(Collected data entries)
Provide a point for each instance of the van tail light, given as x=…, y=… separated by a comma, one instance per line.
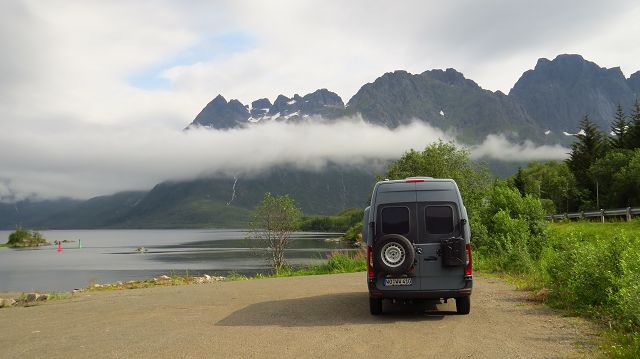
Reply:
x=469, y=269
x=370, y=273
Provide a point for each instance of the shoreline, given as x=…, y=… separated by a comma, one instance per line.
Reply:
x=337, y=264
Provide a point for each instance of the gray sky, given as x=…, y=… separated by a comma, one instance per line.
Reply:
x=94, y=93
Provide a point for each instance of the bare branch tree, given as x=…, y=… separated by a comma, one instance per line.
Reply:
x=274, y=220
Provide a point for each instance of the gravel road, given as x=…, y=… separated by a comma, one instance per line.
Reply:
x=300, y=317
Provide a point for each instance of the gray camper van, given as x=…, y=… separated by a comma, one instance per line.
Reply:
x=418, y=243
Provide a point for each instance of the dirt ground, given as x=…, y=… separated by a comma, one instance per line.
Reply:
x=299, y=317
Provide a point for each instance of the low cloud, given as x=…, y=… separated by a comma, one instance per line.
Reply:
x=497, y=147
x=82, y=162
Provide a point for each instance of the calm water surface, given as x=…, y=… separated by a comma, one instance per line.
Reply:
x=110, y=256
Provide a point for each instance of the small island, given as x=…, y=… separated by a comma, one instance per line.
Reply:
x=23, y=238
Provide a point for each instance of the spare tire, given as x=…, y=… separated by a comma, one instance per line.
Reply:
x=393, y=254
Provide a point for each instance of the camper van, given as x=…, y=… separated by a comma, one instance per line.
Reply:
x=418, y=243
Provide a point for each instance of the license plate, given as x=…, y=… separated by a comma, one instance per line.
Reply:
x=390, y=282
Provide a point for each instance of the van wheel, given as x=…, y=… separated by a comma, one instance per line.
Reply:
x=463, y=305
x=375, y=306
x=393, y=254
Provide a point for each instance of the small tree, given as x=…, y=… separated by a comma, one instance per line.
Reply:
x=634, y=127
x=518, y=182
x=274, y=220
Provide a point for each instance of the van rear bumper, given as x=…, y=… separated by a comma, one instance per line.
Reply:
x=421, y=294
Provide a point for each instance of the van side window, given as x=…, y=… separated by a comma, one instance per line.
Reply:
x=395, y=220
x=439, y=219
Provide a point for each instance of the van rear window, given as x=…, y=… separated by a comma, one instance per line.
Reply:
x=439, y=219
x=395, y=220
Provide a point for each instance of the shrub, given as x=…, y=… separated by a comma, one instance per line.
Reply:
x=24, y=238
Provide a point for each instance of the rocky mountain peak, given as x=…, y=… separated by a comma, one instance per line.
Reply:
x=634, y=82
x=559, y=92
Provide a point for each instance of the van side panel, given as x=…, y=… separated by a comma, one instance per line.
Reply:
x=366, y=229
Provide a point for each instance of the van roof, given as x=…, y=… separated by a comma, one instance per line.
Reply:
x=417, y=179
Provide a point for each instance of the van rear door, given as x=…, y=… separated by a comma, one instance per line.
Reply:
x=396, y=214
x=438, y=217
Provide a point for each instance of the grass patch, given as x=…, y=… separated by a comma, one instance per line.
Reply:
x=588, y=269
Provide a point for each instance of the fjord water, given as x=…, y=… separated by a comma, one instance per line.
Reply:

* * *

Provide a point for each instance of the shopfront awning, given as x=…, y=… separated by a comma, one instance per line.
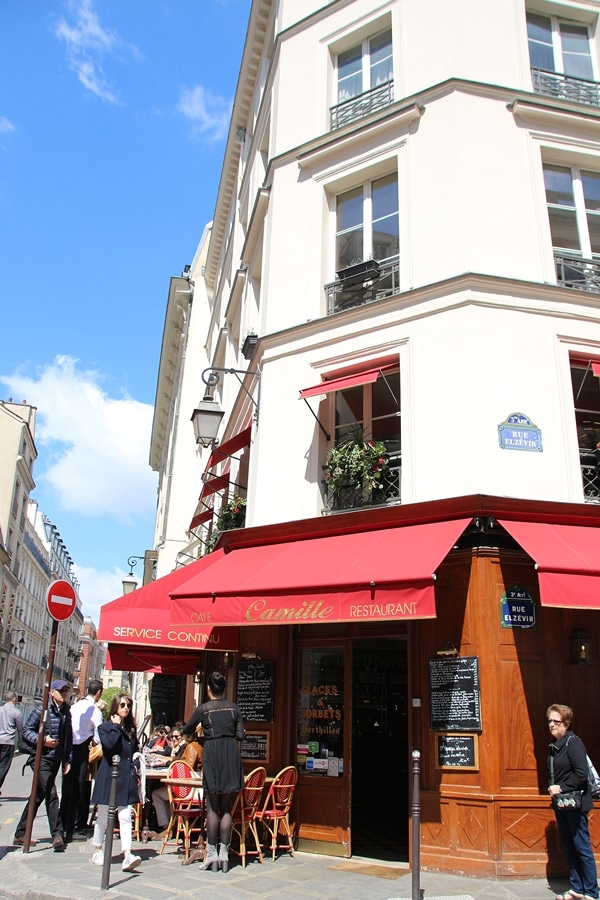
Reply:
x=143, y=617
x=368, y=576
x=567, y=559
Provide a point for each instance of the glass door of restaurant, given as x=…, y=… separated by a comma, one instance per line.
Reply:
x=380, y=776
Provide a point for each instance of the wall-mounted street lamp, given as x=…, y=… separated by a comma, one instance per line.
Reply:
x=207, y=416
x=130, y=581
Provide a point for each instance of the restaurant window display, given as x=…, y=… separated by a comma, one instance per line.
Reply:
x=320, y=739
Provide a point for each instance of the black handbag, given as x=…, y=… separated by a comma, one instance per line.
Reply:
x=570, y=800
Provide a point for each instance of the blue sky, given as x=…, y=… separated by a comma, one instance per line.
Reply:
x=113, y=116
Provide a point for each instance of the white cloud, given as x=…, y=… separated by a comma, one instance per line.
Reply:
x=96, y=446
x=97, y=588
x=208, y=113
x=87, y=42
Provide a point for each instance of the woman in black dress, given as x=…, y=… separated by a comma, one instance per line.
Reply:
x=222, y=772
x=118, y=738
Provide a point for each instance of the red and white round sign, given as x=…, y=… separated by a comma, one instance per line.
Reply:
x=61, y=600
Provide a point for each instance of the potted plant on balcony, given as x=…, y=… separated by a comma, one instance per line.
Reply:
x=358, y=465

WHAT YOU NEED TO DO – Lines containing the word "cloud": copy every one of them from the records above.

ANSWER –
Provide a point for each instance of the low cloud, given as x=…, y=… separated by a comma, one instance per line.
Provide a point for each instance of the white cloud, given as x=…, y=… separated by a comma, one instance per line.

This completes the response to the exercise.